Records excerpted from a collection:
********************

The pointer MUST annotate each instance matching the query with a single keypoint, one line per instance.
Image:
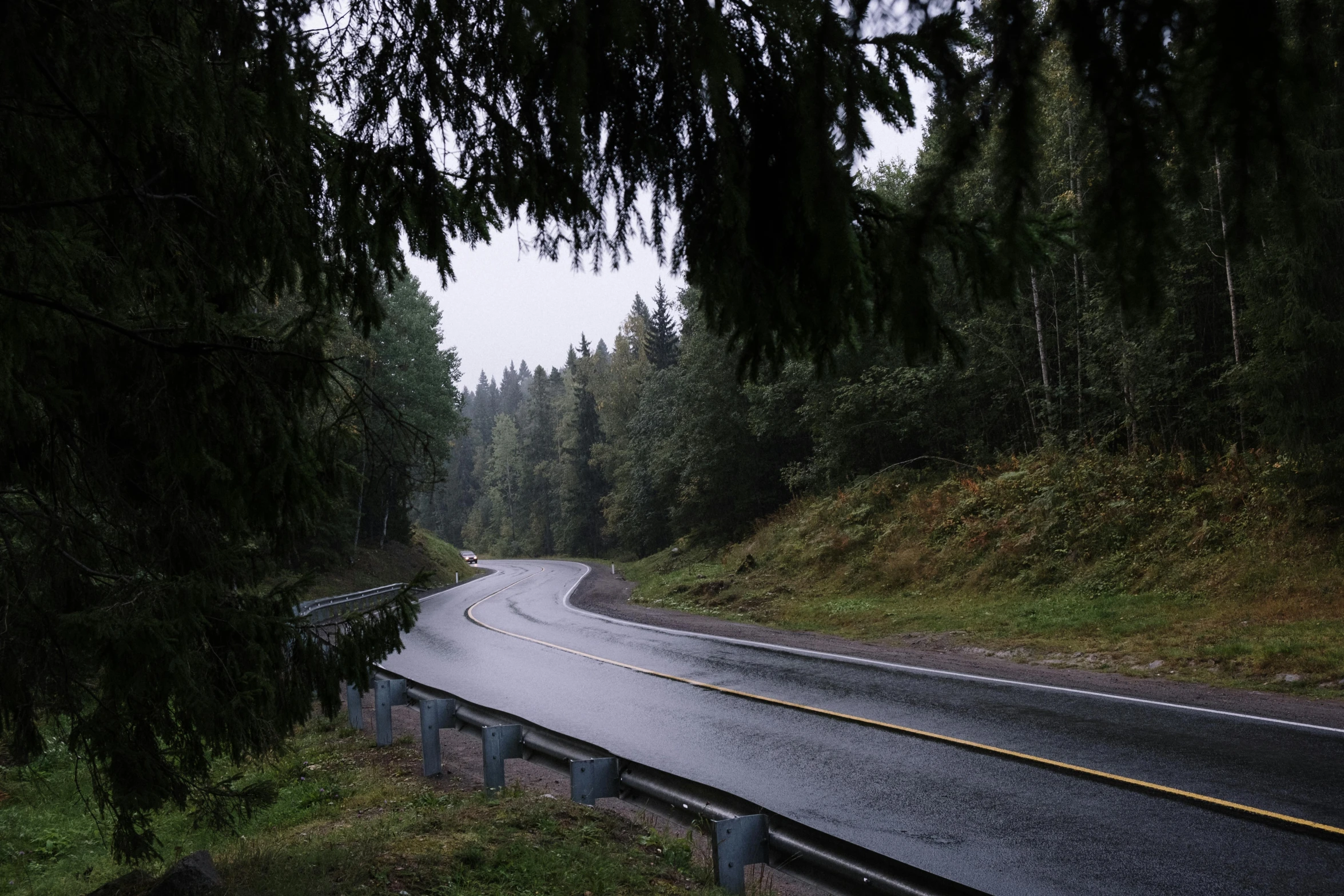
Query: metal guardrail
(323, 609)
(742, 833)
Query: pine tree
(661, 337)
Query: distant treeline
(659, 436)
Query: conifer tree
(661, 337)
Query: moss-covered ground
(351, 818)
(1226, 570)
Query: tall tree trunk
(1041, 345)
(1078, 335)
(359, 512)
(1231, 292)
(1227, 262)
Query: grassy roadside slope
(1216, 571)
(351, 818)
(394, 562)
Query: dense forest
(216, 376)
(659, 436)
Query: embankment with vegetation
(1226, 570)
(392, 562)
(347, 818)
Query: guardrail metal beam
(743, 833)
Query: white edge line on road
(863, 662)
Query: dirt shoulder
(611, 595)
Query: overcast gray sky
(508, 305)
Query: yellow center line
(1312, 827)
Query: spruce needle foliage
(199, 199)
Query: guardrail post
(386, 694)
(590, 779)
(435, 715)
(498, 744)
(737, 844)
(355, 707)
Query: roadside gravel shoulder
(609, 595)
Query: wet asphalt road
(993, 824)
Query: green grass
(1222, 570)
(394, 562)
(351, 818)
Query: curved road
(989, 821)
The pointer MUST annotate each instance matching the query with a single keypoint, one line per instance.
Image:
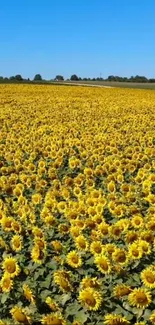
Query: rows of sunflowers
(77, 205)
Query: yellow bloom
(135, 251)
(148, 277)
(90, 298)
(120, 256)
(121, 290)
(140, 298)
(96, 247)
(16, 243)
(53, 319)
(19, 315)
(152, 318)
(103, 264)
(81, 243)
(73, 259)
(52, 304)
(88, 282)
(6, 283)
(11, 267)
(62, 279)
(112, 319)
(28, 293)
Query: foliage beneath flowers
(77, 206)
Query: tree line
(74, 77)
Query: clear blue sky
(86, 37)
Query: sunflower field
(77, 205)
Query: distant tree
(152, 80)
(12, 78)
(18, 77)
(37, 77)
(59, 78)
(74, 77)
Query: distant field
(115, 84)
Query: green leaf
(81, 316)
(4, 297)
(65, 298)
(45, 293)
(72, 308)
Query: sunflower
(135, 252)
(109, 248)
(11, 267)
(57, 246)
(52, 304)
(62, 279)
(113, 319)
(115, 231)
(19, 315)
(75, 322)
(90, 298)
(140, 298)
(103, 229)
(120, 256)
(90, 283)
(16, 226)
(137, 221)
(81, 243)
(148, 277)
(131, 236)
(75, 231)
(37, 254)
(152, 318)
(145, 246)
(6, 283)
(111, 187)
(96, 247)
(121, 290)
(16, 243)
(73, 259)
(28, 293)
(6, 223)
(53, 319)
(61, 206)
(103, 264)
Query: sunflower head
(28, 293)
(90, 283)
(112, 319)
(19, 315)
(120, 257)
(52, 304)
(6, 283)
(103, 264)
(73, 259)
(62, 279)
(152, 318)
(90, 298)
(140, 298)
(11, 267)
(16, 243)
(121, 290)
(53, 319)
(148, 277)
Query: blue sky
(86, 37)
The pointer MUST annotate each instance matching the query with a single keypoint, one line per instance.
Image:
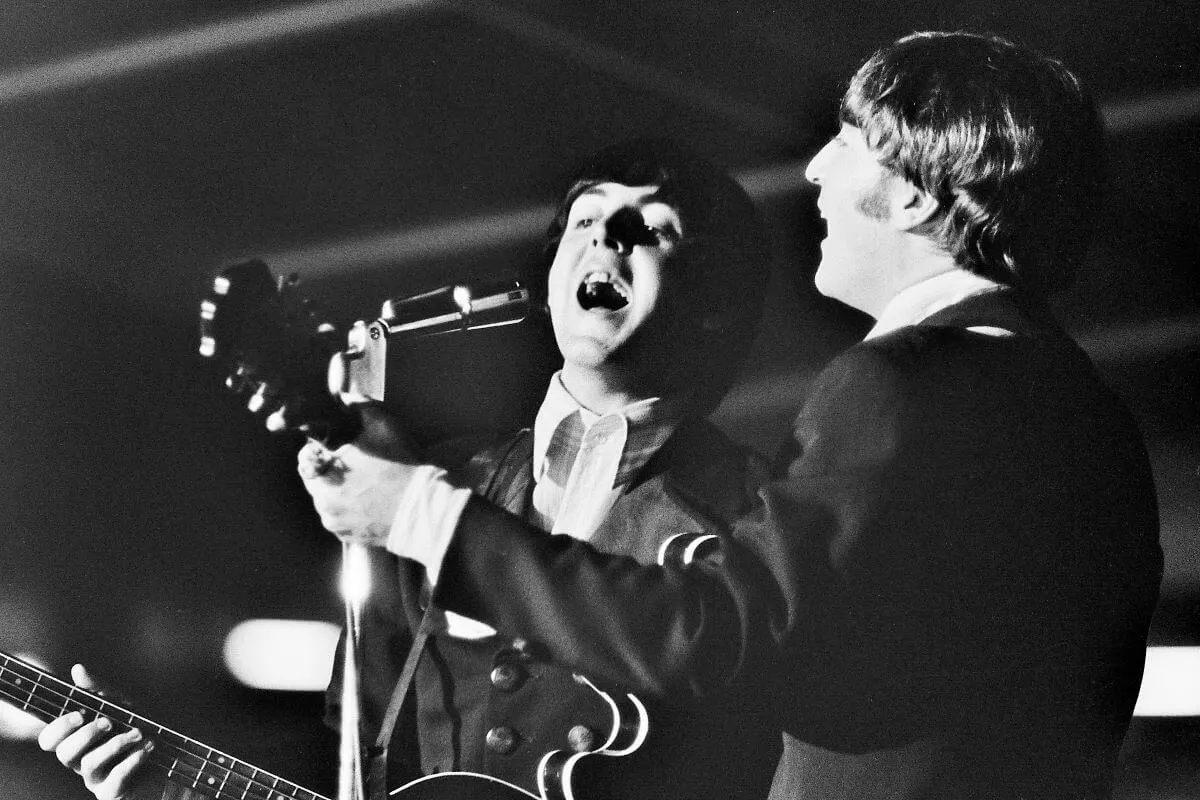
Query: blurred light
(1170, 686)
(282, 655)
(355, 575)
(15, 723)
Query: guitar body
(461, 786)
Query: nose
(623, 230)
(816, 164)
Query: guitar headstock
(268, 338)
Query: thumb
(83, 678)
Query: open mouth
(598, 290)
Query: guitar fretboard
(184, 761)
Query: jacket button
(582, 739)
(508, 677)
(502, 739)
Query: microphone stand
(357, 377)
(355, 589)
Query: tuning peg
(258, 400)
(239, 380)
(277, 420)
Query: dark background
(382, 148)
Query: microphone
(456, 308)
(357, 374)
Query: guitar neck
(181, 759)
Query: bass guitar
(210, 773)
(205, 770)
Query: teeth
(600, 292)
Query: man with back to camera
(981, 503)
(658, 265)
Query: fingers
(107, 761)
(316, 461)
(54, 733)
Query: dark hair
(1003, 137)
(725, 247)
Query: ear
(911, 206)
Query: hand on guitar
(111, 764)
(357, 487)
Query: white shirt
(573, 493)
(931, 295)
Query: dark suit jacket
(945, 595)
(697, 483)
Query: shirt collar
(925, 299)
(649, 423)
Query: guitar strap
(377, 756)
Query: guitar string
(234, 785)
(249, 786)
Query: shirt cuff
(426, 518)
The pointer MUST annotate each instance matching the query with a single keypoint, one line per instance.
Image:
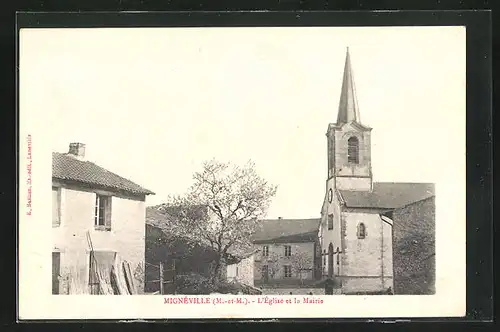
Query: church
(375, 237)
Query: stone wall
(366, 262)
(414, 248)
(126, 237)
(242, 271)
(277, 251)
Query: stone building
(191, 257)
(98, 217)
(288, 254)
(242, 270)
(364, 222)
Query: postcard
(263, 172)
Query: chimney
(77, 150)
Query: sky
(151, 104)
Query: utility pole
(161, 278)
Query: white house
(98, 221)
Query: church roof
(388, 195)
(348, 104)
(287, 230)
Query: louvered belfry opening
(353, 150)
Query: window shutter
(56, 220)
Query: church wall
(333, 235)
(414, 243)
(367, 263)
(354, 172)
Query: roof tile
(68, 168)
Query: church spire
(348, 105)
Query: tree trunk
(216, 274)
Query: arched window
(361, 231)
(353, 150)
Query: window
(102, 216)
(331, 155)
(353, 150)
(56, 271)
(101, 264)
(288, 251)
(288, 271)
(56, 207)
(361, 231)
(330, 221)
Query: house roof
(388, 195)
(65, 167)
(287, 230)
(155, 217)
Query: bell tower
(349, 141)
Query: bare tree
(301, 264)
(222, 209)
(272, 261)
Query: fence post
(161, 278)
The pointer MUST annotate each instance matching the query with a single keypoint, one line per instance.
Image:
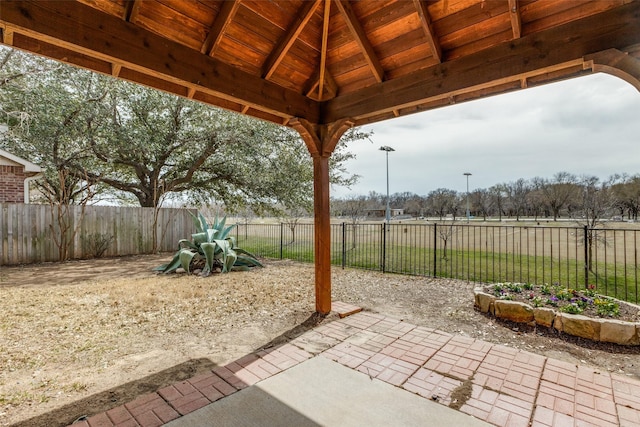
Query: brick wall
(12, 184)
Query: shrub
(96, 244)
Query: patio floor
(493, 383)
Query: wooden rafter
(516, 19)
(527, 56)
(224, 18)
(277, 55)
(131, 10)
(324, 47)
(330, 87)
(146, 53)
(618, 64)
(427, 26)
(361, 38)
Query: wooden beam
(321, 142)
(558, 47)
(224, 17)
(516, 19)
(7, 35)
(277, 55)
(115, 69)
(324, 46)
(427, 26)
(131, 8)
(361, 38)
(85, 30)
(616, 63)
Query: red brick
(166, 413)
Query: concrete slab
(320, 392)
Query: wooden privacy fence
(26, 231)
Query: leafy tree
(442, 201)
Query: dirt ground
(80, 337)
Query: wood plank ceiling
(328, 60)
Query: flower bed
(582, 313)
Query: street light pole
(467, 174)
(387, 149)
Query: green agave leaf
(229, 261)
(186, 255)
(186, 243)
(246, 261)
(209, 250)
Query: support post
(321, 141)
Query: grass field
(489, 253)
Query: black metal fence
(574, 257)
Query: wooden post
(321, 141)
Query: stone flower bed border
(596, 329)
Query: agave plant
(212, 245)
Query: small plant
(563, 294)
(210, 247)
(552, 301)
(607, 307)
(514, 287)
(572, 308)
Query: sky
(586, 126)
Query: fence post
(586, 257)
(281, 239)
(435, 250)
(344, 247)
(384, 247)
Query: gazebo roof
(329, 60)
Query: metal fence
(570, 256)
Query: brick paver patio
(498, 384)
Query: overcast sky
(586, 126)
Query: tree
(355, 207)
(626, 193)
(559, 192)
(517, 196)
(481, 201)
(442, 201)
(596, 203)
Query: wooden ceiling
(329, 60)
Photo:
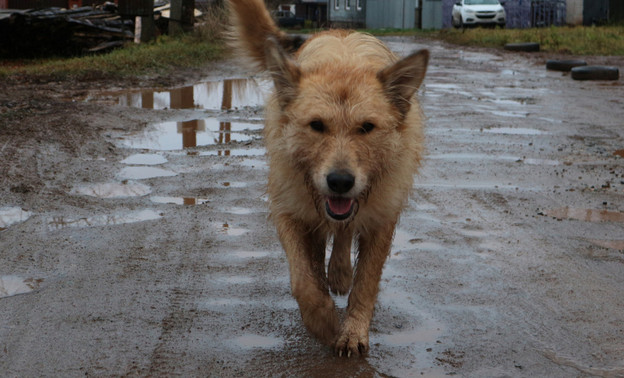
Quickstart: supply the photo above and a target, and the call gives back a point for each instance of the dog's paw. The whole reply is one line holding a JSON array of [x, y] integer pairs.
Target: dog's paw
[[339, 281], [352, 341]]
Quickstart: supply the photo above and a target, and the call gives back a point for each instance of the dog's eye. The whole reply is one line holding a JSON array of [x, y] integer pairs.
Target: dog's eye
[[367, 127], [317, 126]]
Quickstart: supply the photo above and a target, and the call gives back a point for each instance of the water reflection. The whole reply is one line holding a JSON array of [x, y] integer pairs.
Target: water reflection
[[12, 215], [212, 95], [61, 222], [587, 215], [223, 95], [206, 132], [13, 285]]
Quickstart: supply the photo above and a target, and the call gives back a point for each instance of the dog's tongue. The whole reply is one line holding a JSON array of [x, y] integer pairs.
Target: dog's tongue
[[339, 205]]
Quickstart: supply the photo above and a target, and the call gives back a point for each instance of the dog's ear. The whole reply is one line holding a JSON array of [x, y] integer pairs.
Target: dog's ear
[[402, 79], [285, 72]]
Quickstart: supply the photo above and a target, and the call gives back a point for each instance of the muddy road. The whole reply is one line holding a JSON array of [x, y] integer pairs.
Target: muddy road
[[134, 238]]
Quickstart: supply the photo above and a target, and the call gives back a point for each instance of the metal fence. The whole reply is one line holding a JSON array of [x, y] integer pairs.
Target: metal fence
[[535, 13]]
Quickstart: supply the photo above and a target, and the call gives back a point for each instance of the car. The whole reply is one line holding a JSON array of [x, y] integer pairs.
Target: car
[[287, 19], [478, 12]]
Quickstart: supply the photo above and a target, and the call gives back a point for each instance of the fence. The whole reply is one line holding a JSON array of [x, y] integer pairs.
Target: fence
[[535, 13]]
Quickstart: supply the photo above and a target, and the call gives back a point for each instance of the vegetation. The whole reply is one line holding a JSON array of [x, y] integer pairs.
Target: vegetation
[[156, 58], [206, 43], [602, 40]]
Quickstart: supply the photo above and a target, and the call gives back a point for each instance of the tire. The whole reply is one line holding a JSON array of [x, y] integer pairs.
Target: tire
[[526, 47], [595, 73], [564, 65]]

********************

(WHAT YOU NEED TO DO) All that is needed is the line containing "of the metal" and each line after it to the end of the data above, set down exactly.

(WRITTEN ANSWER)
Quickstart: supply the photo above and a target, and the call gives back a point for each instance of the metal fence. The whole reply is one line holding a JSON array of [x, y] integer pairs.
Target: metal fence
[[535, 13]]
Quickstart: supply the photo above and a target, and the call gives back a point for each instance of the car. The whole reply is one line holding a JSON array of [x, y] integer pairs.
Target: car
[[287, 19], [478, 12]]
Quickstart: supply the photo above and a target, and the call gives back a point for each instance of the fence. The whole reply is one line holding a JSON array of [x, y] integer pairs.
Target: fence
[[535, 13]]
Quickstart: supply the photo above and a target, and the call gives back a point for each instance of the vegetation. The whole reply is one line holding a JSON array of [x, y] integer pairs.
Target: vegetation
[[156, 58], [206, 43], [602, 40]]
Quickstart: supply the photo above and a target, and the call gives back a point for each instance of the tire. The whole reply is one line holding a JSON array of [x, y] integer pairs.
Target: tire
[[526, 47], [595, 73], [564, 65]]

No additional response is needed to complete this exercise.